→ Activity
Edit the rows below so that each "rough mask" becomes "coarse mask", and leave everything else unchanged.
##### Dataset extract
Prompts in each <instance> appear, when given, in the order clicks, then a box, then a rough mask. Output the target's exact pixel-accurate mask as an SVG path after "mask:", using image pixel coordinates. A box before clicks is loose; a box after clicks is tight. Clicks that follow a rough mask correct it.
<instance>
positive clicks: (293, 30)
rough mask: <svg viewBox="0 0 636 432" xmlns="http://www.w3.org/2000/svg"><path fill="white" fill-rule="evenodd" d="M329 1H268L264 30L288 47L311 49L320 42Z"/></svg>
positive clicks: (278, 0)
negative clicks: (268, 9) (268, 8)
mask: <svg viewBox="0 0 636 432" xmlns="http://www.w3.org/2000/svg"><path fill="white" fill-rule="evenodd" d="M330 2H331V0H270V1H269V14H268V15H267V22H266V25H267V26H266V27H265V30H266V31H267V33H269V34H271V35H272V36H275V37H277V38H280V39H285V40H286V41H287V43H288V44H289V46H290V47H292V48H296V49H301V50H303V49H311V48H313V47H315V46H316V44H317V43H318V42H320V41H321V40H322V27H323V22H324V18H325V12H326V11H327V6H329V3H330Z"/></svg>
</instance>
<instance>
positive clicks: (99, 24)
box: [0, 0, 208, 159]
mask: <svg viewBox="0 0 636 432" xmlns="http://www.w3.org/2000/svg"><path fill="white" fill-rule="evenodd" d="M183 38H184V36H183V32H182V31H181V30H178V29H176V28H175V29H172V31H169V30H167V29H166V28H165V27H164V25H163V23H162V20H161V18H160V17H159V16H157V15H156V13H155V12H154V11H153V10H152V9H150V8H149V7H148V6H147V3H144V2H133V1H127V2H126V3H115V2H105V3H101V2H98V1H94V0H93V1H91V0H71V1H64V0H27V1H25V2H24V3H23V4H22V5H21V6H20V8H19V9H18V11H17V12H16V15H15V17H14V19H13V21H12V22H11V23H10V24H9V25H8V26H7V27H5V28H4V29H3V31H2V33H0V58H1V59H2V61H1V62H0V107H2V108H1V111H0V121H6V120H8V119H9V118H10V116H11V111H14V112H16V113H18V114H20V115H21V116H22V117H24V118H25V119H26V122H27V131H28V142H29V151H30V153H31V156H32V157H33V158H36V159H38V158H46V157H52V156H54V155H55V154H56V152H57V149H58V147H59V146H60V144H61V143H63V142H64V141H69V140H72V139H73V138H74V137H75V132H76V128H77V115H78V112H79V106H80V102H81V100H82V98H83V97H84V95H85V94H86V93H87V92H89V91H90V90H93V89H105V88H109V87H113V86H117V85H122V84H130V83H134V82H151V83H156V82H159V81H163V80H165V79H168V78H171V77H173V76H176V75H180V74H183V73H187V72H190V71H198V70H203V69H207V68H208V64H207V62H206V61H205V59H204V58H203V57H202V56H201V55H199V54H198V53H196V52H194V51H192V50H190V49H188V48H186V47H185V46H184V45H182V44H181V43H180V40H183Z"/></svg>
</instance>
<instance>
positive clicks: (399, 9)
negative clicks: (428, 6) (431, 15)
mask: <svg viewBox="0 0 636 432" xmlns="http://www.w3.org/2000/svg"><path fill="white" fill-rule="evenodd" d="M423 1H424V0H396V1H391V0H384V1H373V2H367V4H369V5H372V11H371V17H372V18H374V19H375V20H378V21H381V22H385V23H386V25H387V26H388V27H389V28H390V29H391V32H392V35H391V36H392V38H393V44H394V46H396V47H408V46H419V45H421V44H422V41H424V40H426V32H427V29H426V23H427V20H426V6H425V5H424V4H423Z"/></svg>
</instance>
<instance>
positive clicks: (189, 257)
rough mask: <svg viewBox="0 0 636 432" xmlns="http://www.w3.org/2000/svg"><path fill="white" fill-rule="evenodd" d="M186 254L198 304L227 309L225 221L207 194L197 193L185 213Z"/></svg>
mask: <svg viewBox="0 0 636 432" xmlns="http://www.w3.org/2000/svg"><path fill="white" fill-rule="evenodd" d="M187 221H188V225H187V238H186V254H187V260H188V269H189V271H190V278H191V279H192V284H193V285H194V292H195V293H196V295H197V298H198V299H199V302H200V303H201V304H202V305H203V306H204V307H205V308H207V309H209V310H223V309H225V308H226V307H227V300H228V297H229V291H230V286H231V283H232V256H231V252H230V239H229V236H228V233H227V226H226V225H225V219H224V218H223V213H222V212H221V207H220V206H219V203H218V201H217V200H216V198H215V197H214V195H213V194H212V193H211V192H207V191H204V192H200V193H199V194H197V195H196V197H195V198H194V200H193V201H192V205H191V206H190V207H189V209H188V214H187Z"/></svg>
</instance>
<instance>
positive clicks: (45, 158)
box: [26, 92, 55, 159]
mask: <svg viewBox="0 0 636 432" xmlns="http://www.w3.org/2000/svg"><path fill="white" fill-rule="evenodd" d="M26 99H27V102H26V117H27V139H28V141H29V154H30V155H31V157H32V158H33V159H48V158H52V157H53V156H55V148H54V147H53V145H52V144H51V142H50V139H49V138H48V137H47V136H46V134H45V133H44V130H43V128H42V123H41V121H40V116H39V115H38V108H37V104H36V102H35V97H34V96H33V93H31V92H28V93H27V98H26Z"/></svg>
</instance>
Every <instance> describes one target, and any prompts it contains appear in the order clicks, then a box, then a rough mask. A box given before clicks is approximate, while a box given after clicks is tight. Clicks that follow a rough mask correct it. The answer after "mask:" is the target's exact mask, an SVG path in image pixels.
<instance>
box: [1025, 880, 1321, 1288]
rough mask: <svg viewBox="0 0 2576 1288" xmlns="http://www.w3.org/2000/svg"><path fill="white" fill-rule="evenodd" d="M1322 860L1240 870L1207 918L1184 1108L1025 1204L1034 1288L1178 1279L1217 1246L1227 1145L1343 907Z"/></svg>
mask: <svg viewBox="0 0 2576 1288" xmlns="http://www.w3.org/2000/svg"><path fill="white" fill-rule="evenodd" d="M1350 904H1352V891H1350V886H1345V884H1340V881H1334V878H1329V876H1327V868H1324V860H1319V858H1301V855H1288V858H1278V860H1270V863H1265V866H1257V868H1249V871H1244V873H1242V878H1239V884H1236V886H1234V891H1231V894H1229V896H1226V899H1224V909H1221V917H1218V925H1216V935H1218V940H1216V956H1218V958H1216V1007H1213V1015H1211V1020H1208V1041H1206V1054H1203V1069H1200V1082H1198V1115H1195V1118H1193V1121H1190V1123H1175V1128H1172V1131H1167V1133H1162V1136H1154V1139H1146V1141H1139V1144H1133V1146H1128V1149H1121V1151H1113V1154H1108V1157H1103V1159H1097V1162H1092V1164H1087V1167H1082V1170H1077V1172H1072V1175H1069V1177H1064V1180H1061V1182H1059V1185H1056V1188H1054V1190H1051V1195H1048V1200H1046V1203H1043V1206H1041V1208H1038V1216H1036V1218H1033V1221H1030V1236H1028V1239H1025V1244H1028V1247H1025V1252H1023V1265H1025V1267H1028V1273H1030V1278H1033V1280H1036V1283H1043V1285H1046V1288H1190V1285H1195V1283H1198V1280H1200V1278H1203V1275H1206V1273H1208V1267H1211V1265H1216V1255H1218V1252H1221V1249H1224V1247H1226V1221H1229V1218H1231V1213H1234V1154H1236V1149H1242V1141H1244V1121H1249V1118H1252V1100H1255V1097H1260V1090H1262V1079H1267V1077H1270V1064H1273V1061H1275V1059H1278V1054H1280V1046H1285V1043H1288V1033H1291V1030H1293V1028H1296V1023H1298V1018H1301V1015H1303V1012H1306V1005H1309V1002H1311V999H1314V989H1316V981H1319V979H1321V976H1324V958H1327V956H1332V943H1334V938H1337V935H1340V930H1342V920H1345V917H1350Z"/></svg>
##########
→ Solution to this problem
Prompts in each <instance> appear, when given, in the order clicks, then a box, then a coarse mask. Output the target's exact pixel-accurate mask as an SVG path after "mask:", using image pixel coordinates. A box before clicks is loose; a box after clicks is tight. Clicks that follow a coarse mask correct it.
<instance>
positive clicks: (293, 30)
coarse mask: <svg viewBox="0 0 636 432" xmlns="http://www.w3.org/2000/svg"><path fill="white" fill-rule="evenodd" d="M329 1H268L264 30L288 47L311 49L320 42Z"/></svg>
positive clicks: (278, 0)
negative clicks: (268, 9) (268, 8)
mask: <svg viewBox="0 0 636 432" xmlns="http://www.w3.org/2000/svg"><path fill="white" fill-rule="evenodd" d="M330 2H331V0H270V1H269V14H268V15H267V22H266V25H267V26H266V27H265V30H266V31H267V33H269V34H271V35H272V36H275V37H277V38H280V39H285V40H286V41H287V43H288V44H289V46H290V47H292V48H296V49H301V50H303V49H311V48H313V47H315V46H316V44H317V43H318V42H320V41H321V40H322V27H323V22H324V18H325V12H326V11H327V6H329V3H330Z"/></svg>
</instance>
<instance>
positive clicks: (99, 24)
box: [0, 0, 208, 159]
mask: <svg viewBox="0 0 636 432" xmlns="http://www.w3.org/2000/svg"><path fill="white" fill-rule="evenodd" d="M183 38H184V36H183V32H182V31H181V30H178V29H176V28H175V29H172V31H169V30H167V29H166V28H165V27H164V25H163V23H162V20H161V18H160V17H159V16H157V15H156V13H155V12H154V11H153V10H152V9H150V8H149V7H148V6H147V3H144V2H133V1H127V2H126V3H115V2H105V3H101V2H98V1H94V0H93V1H91V0H71V1H64V0H27V1H25V2H24V3H23V4H22V5H21V6H20V8H19V9H18V11H17V12H16V15H15V17H14V19H13V21H12V22H11V23H10V24H9V25H8V26H7V27H5V28H4V29H3V31H2V33H0V58H1V59H2V61H1V62H0V107H2V108H1V111H0V121H6V120H8V119H9V118H10V116H11V111H14V112H16V113H18V114H20V115H21V116H22V117H24V118H25V119H26V122H27V131H28V142H29V151H30V153H31V156H32V157H33V158H36V159H38V158H46V157H52V156H54V155H55V154H56V152H57V149H58V147H59V146H60V144H61V143H63V142H64V141H69V140H72V139H73V138H74V137H75V132H76V128H77V115H78V112H79V106H80V102H81V100H82V98H83V97H84V95H85V94H86V93H87V92H89V91H90V90H93V89H105V88H109V87H113V86H117V85H122V84H130V83H134V82H151V83H156V82H159V81H163V80H165V79H168V78H171V77H173V76H176V75H180V74H183V73H187V72H190V71H198V70H203V69H207V68H208V64H207V62H206V61H205V59H204V58H203V57H202V56H201V55H199V54H198V53H196V52H194V51H192V50H190V49H188V48H186V47H185V46H184V45H182V44H181V43H180V40H183Z"/></svg>
</instance>
<instance>
positive clicks: (399, 9)
negative clicks: (428, 6) (431, 15)
mask: <svg viewBox="0 0 636 432" xmlns="http://www.w3.org/2000/svg"><path fill="white" fill-rule="evenodd" d="M423 1H424V0H396V1H391V0H384V1H373V2H367V4H369V5H372V11H371V17H372V18H374V19H375V20H378V21H381V22H385V23H386V25H387V26H388V27H389V28H390V29H391V32H392V35H391V36H392V38H393V44H394V46H396V47H408V46H419V45H421V44H422V41H424V40H426V32H427V29H426V23H427V20H426V6H425V5H424V4H423Z"/></svg>
</instance>
<instance>
positive clicks: (189, 257)
coarse mask: <svg viewBox="0 0 636 432" xmlns="http://www.w3.org/2000/svg"><path fill="white" fill-rule="evenodd" d="M186 254L198 304L227 309L225 221L207 194L197 193L185 213Z"/></svg>
mask: <svg viewBox="0 0 636 432" xmlns="http://www.w3.org/2000/svg"><path fill="white" fill-rule="evenodd" d="M187 221H188V225H187V238H186V254H187V260H188V269H189V271H190V278H191V279H192V284H193V285H194V292H195V293H196V295H197V298H198V299H199V302H200V303H201V304H202V305H203V306H204V307H205V308H207V309H209V310H223V309H225V308H226V307H227V300H228V297H229V291H230V286H231V283H232V256H231V252H230V239H229V236H228V233H227V226H226V225H225V219H224V218H223V213H222V212H221V207H220V206H219V203H218V201H217V200H216V198H215V197H214V195H213V194H212V193H211V192H207V191H204V192H200V193H199V194H197V195H196V197H195V198H194V200H193V201H192V205H191V206H190V207H189V209H188V214H187Z"/></svg>
</instance>
<instance>
positive clicks: (45, 158)
box: [26, 92, 55, 159]
mask: <svg viewBox="0 0 636 432" xmlns="http://www.w3.org/2000/svg"><path fill="white" fill-rule="evenodd" d="M26 99H27V102H26V117H27V139H28V141H29V154H30V155H31V157H32V158H33V159H48V158H52V157H53V156H55V148H54V147H53V145H52V144H51V142H50V139H49V138H48V137H47V136H46V134H45V133H44V130H43V128H42V123H41V121H40V116H39V115H38V108H37V104H36V102H35V97H34V96H33V93H31V92H28V93H27V98H26Z"/></svg>
</instance>
Every <instance> describes one target, and any prompts it contains appear in the order clicks, then a box, then a coarse mask. A box given before clicks is approximate, while a box given after clicks is tight. Clicks that follow a coarse mask correct it. The answer after "mask:" is the target's exact mask, an SVG path in image pixels.
<instance>
box: [1025, 880, 1321, 1288]
coarse mask: <svg viewBox="0 0 2576 1288" xmlns="http://www.w3.org/2000/svg"><path fill="white" fill-rule="evenodd" d="M1322 860L1240 870L1207 918L1184 1108L1025 1204L1034 1288L1178 1279L1217 1246L1227 1145L1343 907Z"/></svg>
mask: <svg viewBox="0 0 2576 1288" xmlns="http://www.w3.org/2000/svg"><path fill="white" fill-rule="evenodd" d="M1350 904H1352V891H1350V886H1345V884H1340V881H1334V878H1329V876H1327V868H1324V860H1319V858H1301V855H1288V858H1278V860H1270V863H1265V866H1257V868H1249V871H1244V873H1242V878H1239V884H1236V886H1234V891H1231V894H1229V896H1226V899H1224V909H1221V917H1218V925H1216V935H1218V940H1216V956H1218V958H1216V1007H1213V1015H1211V1020H1208V1041H1206V1054H1203V1069H1200V1082H1198V1115H1195V1118H1193V1121H1190V1123H1175V1128H1172V1131H1167V1133H1162V1136H1154V1139H1146V1141H1139V1144H1133V1146H1128V1149H1121V1151H1113V1154H1108V1157H1103V1159H1097V1162H1092V1164H1087V1167H1082V1170H1077V1172H1072V1175H1069V1177H1064V1180H1061V1182H1059V1185H1056V1188H1054V1190H1051V1195H1048V1200H1046V1203H1043V1206H1041V1208H1038V1216H1036V1218H1033V1221H1030V1236H1028V1239H1025V1244H1028V1247H1025V1252H1023V1265H1025V1267H1028V1273H1030V1278H1033V1280H1036V1283H1043V1285H1046V1288H1190V1285H1195V1283H1198V1280H1200V1278H1203V1275H1206V1273H1208V1267H1211V1265H1216V1255H1218V1252H1221V1249H1224V1247H1226V1221H1229V1218H1231V1213H1234V1154H1236V1149H1242V1141H1244V1121H1249V1118H1252V1100H1255V1097H1260V1090H1262V1079H1267V1077H1270V1064H1273V1061H1275V1059H1278V1054H1280V1046H1285V1043H1288V1033H1291V1030H1293V1028H1296V1023H1298V1018H1301V1015H1303V1012H1306V1005H1309V1002H1311V999H1314V989H1316V981H1319V979H1321V976H1324V958H1327V956H1332V943H1334V938H1337V935H1340V930H1342V920H1345V917H1350Z"/></svg>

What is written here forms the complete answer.